> **SELECTED TEXT**
# Doreys Biorb Air 60’s



## Dorey (21 Feb 2021)

Hi guys just wanted to share my 2 biorb air 60’s.

first one has been set up since March 2020. I have 3 dart frogs in this one that have been in there soon after setting up and are doing very well. The orb is bio-active  and has plenty of springtails, Isopods and worms (in the substrate) 












The second one was gifted to me by George Farmer this one has been rescaped from how he had. Here’s a pic of how he had it set up



I kept it like this for a few weeks and rescaped it later on. There is currently nothing living in this one but I am considering adding some more dart frogs, just not sure on what ones as of yet.
This one now currently looks like this (I have kept most of the original plants but added to it)


----------



## alto (21 Feb 2021)

Dorey said:


> second one was gifted to me by George Farmer


So funny - just as I was reading this post, I wondered whatever happened with George’s (last I recall, he’d been conjecturing over the frog addition ... too small or just fine ...)


----------



## Dorey (21 Feb 2021)

alto said:


> So funny - just as I was reading this post, I wondered whatever happened with George’s (last I recall, he’d been conjecturing over the frog addition ... too small or just fine ...)



he did add 2 very small darts they were tiny tho I believe he rehomed them as they was hard to feed being so small....I opted for bigger ones in my initial setup and have not had any issues, proper little pigs


----------



## dean (21 Feb 2021)

Very nice 
Can you tell us how you set it up and what the substrate is 


Sent from my iPhone using Tapatalk


----------



## Dorey (21 Feb 2021)

dean said:


> Very nice
> Can you tell us how you set it up and what the substrate is
> 
> 
> Sent from my iPhone using Tapatalk



the biorb comes with supplied coco fibre block which you soak in water, I added peat Moss and sphagnum Moss and mixed it all in. The drainage mister and everything else is supplied when purchased. Simply put in hardscape and plants you’d like 👍🏼


----------



## LondonDragon (21 Feb 2021)

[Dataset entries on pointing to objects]
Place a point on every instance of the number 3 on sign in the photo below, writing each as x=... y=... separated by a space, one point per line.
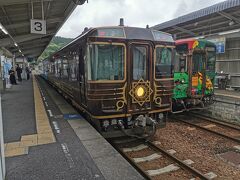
x=38 y=26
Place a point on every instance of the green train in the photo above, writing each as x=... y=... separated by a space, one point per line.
x=194 y=74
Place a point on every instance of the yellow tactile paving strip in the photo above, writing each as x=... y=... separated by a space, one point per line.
x=44 y=131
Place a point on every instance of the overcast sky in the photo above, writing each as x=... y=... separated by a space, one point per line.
x=136 y=13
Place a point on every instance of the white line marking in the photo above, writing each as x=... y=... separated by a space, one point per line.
x=67 y=155
x=56 y=127
x=50 y=113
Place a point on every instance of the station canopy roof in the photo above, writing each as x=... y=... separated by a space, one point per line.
x=213 y=20
x=15 y=17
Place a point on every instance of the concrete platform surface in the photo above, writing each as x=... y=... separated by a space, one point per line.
x=78 y=150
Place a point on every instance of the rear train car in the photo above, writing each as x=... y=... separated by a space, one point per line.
x=120 y=77
x=194 y=73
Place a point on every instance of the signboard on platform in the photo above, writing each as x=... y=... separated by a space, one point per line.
x=38 y=26
x=220 y=44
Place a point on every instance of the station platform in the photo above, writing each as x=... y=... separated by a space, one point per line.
x=46 y=138
x=228 y=94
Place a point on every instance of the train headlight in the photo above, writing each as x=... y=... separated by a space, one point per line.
x=105 y=123
x=140 y=91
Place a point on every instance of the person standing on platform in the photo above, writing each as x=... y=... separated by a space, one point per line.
x=19 y=72
x=28 y=72
x=12 y=76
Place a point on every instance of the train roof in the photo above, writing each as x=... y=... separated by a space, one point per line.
x=195 y=43
x=122 y=32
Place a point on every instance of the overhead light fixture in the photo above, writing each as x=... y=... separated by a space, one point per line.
x=229 y=32
x=3 y=29
x=231 y=23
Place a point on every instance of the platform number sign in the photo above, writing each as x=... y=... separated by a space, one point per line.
x=38 y=26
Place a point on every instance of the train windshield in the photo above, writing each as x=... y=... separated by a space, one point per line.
x=106 y=62
x=163 y=66
x=198 y=59
x=139 y=62
x=211 y=58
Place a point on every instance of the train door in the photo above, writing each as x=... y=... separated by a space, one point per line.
x=139 y=78
x=198 y=73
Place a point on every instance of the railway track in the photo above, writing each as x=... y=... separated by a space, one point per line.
x=157 y=152
x=225 y=130
x=215 y=120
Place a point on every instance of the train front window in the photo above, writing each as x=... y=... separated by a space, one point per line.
x=139 y=62
x=198 y=59
x=163 y=65
x=106 y=62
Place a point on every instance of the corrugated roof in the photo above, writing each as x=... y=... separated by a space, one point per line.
x=200 y=13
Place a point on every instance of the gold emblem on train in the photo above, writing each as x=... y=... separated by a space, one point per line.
x=141 y=92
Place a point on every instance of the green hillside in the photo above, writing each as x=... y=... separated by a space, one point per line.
x=56 y=43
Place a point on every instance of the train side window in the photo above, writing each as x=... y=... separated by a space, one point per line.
x=163 y=66
x=139 y=62
x=106 y=62
x=211 y=59
x=65 y=68
x=180 y=64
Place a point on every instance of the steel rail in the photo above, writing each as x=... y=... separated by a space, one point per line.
x=220 y=122
x=151 y=145
x=208 y=130
x=192 y=170
x=135 y=165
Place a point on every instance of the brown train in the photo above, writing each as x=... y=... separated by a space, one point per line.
x=120 y=77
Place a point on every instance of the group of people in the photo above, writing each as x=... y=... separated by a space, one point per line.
x=19 y=74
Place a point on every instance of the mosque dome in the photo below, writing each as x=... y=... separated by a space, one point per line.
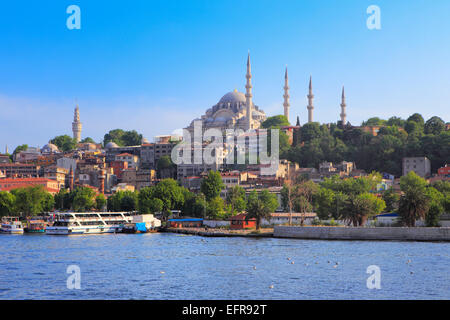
x=111 y=145
x=233 y=97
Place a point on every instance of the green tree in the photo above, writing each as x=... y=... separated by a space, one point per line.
x=64 y=143
x=83 y=199
x=414 y=203
x=33 y=200
x=236 y=200
x=362 y=206
x=212 y=185
x=123 y=138
x=391 y=198
x=436 y=208
x=215 y=208
x=260 y=206
x=128 y=201
x=87 y=140
x=275 y=122
x=7 y=203
x=100 y=202
x=434 y=125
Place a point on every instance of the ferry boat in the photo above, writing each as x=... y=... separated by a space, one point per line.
x=11 y=227
x=66 y=223
x=142 y=224
x=35 y=226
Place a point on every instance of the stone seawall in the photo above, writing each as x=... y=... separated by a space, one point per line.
x=363 y=233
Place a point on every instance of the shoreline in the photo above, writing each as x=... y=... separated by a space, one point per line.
x=265 y=233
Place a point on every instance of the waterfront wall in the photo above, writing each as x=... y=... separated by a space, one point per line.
x=363 y=233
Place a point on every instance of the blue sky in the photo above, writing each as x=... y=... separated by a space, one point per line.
x=154 y=66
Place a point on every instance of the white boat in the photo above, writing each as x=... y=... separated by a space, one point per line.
x=11 y=227
x=66 y=223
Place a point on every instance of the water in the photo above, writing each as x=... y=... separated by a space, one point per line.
x=130 y=267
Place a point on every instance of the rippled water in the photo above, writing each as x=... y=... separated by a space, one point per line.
x=172 y=266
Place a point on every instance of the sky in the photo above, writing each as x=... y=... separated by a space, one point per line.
x=153 y=66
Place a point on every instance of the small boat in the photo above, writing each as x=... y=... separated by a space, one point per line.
x=142 y=224
x=35 y=226
x=11 y=227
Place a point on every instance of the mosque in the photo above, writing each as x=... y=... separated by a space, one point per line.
x=236 y=110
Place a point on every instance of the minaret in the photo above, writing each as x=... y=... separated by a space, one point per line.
x=310 y=104
x=248 y=95
x=343 y=106
x=286 y=96
x=76 y=125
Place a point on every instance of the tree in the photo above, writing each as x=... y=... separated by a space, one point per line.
x=275 y=122
x=83 y=199
x=361 y=207
x=32 y=200
x=87 y=140
x=261 y=205
x=391 y=198
x=171 y=195
x=212 y=185
x=236 y=200
x=100 y=202
x=128 y=201
x=123 y=138
x=303 y=197
x=414 y=203
x=165 y=167
x=64 y=142
x=7 y=203
x=215 y=208
x=436 y=209
x=434 y=125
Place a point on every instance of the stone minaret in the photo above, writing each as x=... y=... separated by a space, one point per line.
x=310 y=104
x=248 y=95
x=76 y=125
x=286 y=95
x=343 y=106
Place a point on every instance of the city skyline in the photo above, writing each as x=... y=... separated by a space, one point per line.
x=138 y=76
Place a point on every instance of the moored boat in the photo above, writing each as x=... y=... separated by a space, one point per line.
x=66 y=223
x=35 y=226
x=11 y=227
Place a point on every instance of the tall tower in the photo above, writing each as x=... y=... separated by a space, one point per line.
x=248 y=95
x=76 y=125
x=343 y=106
x=310 y=103
x=286 y=95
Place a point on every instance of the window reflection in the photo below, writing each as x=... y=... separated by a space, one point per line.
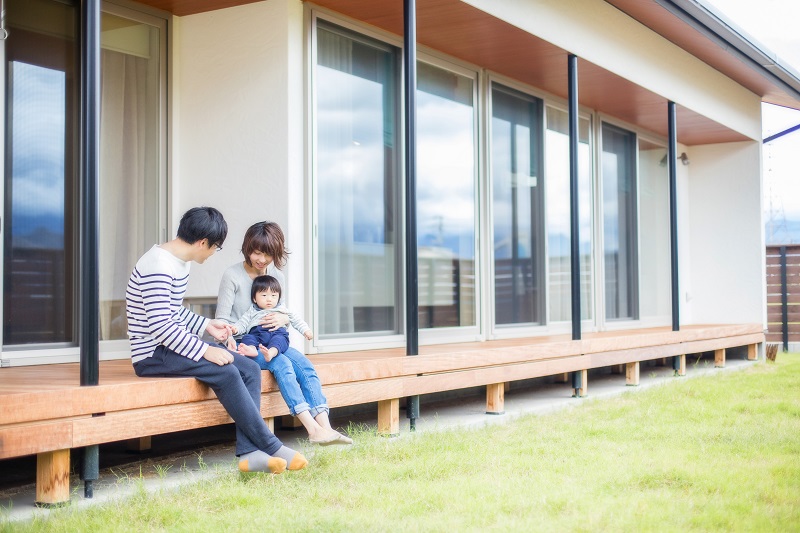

> **WRITTEN TASKS**
A. Do the following statements agree with the Biorb Air 60 thread? Answer yes or no for each, and quote the words of the thread that decide it. (i) The first orb has been set up since March 2020. (ii) Something is currently living in the second orb. (iii) The coco fibre block has to be bought separately from the biorb.
B. Render this sentence from the Biorb Air 60 thread in Spanish: "I kept it like this for a few weeks and rescaped it later on."
C. Carry on the Biorb Air 60 thread from where it stops by writing the post that goes under the last header.

> **RESULTS BY TASK**
A.
(i) Yes: "first one has been set up since March 2020."
(ii) No: "There is currently nothing living in this one"
(iii) No: "the biorb comes with supplied coco fibre block which you soak in water"

B. Lo mantuve así durante unas semanas y más adelante rediseñé su paisaje.

C.
Stunning Biorbs  always fancied giving one of these a try, just not sure where I would put it lol


----------



## Dorey (21 Feb 2021)

LondonDragon said:


> Stunning Biorbs  always fancied giving one of these a try, just not sure where I would put it lol


I’m sure you can find room 🤣 Oase are releasing a 30 litre one soon so smaller foot print. I would defo recommend them maintenance is minimal and i think they can look great


----------



## alto (22 Feb 2021)

Dorey said:


> Oase are releasing a 30 litre one soon so smaller foot print


Hopefully they’ll include advice - right on the box - about what livestock NOT to put in this much smaller setup 

I just rewatched your Meet the Aquascaper video with George Farmer (and had to link for the frog footage)


----------



## Dorey (2 Mar 2021)

Took a couple of pics of the biorb airs tonight, the hectic jungle one had a small trim!


----------



## nayr88 (5 Mar 2021)

Amazing!
Are there budget all in one versions of this on the market you would recommend. Just plug and play


----------



## Aqua360 (6 Mar 2021)

Wanted one of these for a while, but the price point is a killer!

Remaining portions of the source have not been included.